[Data listing]
◇ ◇ ◇ ◇ ◇
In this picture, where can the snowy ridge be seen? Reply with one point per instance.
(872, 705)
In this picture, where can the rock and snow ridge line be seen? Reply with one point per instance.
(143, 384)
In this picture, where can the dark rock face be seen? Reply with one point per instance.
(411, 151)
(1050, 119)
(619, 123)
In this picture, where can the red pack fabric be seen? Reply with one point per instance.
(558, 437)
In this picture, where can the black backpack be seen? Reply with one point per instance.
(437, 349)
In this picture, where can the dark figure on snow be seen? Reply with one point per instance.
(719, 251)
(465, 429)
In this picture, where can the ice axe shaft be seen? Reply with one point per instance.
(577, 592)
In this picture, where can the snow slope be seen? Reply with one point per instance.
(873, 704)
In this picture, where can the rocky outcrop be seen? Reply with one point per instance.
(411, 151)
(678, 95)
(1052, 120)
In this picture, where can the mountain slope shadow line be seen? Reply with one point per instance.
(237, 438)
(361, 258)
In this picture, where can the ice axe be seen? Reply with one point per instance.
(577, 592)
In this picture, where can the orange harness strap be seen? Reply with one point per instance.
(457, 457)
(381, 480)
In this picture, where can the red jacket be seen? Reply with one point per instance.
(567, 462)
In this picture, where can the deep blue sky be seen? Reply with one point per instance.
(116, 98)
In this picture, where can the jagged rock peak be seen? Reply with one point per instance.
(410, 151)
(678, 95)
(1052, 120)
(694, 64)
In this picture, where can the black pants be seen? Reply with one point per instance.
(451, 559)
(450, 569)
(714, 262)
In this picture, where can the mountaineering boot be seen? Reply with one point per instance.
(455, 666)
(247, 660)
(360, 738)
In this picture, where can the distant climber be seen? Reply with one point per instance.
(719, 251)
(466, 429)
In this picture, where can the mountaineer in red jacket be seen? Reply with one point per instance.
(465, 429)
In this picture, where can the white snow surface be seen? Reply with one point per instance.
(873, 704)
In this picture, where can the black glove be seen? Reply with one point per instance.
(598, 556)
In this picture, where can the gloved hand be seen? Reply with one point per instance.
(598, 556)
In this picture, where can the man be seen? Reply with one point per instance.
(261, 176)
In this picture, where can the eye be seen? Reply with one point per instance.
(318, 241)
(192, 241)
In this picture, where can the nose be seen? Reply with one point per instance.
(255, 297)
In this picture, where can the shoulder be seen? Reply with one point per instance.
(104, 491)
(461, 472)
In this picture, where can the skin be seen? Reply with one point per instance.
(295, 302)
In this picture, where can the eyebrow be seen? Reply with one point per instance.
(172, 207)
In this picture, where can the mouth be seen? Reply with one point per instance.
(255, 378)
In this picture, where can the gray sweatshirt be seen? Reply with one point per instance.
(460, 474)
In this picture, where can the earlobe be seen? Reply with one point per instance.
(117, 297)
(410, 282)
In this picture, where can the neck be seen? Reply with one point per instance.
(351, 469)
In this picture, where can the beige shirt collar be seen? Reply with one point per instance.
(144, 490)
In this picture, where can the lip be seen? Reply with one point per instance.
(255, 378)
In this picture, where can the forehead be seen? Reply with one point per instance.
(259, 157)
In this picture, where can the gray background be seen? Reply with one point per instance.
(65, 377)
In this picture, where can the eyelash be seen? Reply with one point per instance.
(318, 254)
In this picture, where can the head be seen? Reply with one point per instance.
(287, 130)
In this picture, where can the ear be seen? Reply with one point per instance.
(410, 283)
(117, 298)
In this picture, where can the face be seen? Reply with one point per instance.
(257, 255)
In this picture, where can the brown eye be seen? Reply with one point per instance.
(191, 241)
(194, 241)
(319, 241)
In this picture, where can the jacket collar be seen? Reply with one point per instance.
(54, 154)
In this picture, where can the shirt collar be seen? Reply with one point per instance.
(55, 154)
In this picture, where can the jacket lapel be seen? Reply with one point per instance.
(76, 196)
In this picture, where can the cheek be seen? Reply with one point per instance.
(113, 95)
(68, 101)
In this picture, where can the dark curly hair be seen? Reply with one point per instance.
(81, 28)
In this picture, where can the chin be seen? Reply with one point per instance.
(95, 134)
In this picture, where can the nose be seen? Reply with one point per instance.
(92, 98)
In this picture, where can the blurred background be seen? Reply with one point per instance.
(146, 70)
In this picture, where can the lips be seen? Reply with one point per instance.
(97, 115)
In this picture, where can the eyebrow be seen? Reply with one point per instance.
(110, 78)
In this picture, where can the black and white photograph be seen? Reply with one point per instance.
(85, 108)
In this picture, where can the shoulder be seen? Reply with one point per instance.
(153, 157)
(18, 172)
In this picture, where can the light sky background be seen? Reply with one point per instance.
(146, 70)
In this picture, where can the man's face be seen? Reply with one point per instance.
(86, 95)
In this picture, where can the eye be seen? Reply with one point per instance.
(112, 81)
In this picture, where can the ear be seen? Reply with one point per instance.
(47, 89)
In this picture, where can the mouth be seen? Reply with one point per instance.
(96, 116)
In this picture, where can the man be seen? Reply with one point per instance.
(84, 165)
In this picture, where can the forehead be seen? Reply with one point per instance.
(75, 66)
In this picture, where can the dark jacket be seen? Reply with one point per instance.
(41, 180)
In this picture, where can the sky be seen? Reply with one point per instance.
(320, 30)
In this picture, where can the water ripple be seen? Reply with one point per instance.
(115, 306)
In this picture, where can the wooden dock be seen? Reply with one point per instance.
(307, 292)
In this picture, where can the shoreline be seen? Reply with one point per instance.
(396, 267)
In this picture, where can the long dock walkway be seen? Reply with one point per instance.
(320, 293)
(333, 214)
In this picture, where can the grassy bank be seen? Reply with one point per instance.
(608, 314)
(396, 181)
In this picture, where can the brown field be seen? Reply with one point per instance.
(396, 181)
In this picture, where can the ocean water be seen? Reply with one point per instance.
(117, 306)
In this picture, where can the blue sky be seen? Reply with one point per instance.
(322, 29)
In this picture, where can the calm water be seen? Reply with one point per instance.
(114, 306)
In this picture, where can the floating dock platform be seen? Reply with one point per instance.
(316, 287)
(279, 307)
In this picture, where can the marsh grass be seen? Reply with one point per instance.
◇ ◇ ◇ ◇ ◇
_What is required_
Repeat the material above in full, exactly as it stands.

_Written solution_
In this picture, where can the snowy ridge be seen? Reply with one point per instance.
(872, 705)
In this picture, where can the rock and snow ridge line be seen? Reply with one point per instance.
(143, 384)
In this picture, where can the dark rock face be seen? Reply with one point per instance.
(411, 151)
(1050, 119)
(619, 123)
In this picture, where can the red pack fabric be seen? Reply with one point per instance.
(558, 437)
In this picture, where can the black backpack be seen? Reply with one point per instance.
(437, 349)
In this picture, where can the dark figure on snow be seen? Reply with one point per instance.
(719, 251)
(465, 429)
In this picture, where can the ice axe shaft be seen? Reply with one point per instance.
(577, 592)
In this picture, where can the snow slope be seen? Reply with one point per instance.
(873, 704)
In this picture, where can the rocky outcrop be seen? Reply with one point per instance.
(411, 151)
(678, 95)
(1052, 120)
In this picture, where can the mountain slope shadow line be seen? Reply with one point per instance.
(237, 438)
(361, 258)
In this picture, where can the ice axe be seen? Reply with one point per instance.
(577, 592)
In this picture, where can the orange harness strap be seen? Reply with one point per instance.
(457, 457)
(381, 480)
In this picture, where can the red jacket be seen? Reply with one point per instance.
(567, 462)
In this picture, where can the deep blue sky be seen? Reply with one point per instance.
(116, 98)
In this picture, where can the jagged rock peak be seen? Reply with one point per instance.
(410, 151)
(678, 95)
(1052, 120)
(694, 64)
In this picture, where can the black pants be seen? Reply with one point per instance.
(451, 559)
(450, 569)
(714, 262)
In this picture, where can the mountaineering boot be seen? Reply with one point per instance.
(455, 666)
(247, 660)
(360, 738)
In this picture, where can the distant climber be seen? Reply with one point per instance.
(719, 251)
(466, 429)
In this picture, where can the mountaineer in red jacket be seen? Reply with one point per instance.
(465, 429)
In this picture, where can the white snow surface be seen? Reply with one point per instance.
(873, 704)
In this picture, where can the black glove be seen? Reply with one point per instance.
(598, 556)
In this picture, where can the gloved hand be seen? Reply with one point per instance.
(598, 556)
In this picture, where can the man be seen? Reply with one point per instance.
(261, 176)
In this picture, where can the eye be seen? Reply with one point per instance.
(318, 241)
(192, 241)
In this picture, where can the nose be seen? Reply with one point per instance.
(255, 297)
In this picture, where can the shoulder be seen? Reply with one point per instance.
(104, 491)
(461, 472)
In this picture, where can the skin be seen? Reply with one point per instance.
(295, 302)
In this picture, where can the eyebrow be seen? Reply with one point per instance.
(172, 207)
In this picture, where can the mouth be seen? Reply with one point per instance.
(255, 378)
In this picture, where can the gray sweatshirt be seen? Reply with one point per instance.
(460, 474)
In this picture, where can the earlobe be seen? Reply with one point per instance.
(117, 297)
(410, 282)
In this picture, where can the neck be seen? Reply with one point per instance.
(351, 469)
In this picture, where can the beige shirt collar be seen? Reply with one point per instance.
(144, 490)
In this picture, where can the lip be seen? Reply with one point per instance.
(255, 378)
In this picture, where can the forehead be seen? Reply with one point per instance.
(259, 157)
In this picture, where can the gray background be seen? Reply with one point per instance.
(65, 377)
In this picture, where can the eyelash be seen? Reply with one point per instance.
(318, 254)
In this picture, where can the head be seen? Reply with one point per instance.
(287, 130)
In this picture, where can the ear be seen? Reply with one point per instance.
(410, 283)
(117, 298)
In this picture, where can the face be seen? Reply with one point per instance.
(257, 255)
In this picture, where can the brown eye be seen? Reply with one point per instance.
(191, 241)
(194, 241)
(319, 241)
In this picture, where can the jacket collar be seen? Reply with one point per instance.
(54, 154)
In this picture, where can the shirt collar be seen? Reply with one point per instance.
(55, 154)
In this picture, where can the jacket lapel be seen? Reply with one point per instance.
(76, 196)
In this picture, where can the cheek be seen? Reply with one point per instance.
(113, 95)
(68, 101)
In this picture, where can the dark curly hair be seen? Reply with one point per instance.
(81, 28)
In this picture, where can the chin be seen? Reply with one point per instance.
(95, 134)
In this picture, where can the nose be seen? Reply with one point per instance.
(92, 98)
In this picture, where can the blurred background be seen? Reply with one point per instance.
(146, 70)
In this picture, where can the lips be seen? Reply with one point per instance.
(97, 115)
In this picture, where can the eyebrow be seen? Reply with one point per instance.
(110, 78)
In this picture, where can the black and white photograph be seen? Reply with one point per instance.
(85, 108)
In this picture, where can the shoulder be seen? Reply with one point per instance.
(153, 157)
(18, 172)
In this picture, where can the light sky background be seen? Reply with one point per instance.
(146, 70)
In this picture, where can the man's face be seen? Reply with one point per instance.
(86, 95)
In this picture, where can the eye be seen? Reply with one point per instance.
(112, 81)
In this picture, where can the ear be seen? Reply with one point per instance.
(47, 89)
In this picture, where can the mouth be seen? Reply with one point per instance.
(96, 116)
In this picture, where can the man be seen? Reply with one point per instance.
(84, 165)
In this picture, where can the forehead be seen? Reply with one point per instance.
(75, 66)
In this picture, where can the dark jacket be seen? Reply with one point per instance.
(41, 180)
In this picture, where can the sky be seen? Reply with one point per instance.
(320, 30)
In this picture, where can the water ripple be seen? Reply with one point per instance.
(115, 306)
In this picture, where can the wooden dock be seen? Reply with one point per instance.
(307, 292)
In this picture, where can the shoreline be seen? Reply with one point per instance.
(396, 267)
In this picture, where can the long dock walkway be seen? Reply with one point per instance.
(320, 293)
(333, 214)
In this picture, where can the grassy bank be seen? Reply with one point per instance.
(608, 314)
(396, 181)
In this picture, where can the brown field be seen? Reply with one point per instance.
(396, 181)
In this picture, where can the ocean water be seen? Reply with one point per instance.
(117, 306)
In this picture, where can the blue sky be seen? Reply with one point per instance.
(322, 29)
In this picture, where can the calm water be seen? Reply with one point per instance.
(114, 306)
In this picture, where can the floating dock platform be seen? Reply with one point per instance.
(316, 287)
(279, 307)
In this picture, where can the marsh grass be seen? Reply with one point per instance.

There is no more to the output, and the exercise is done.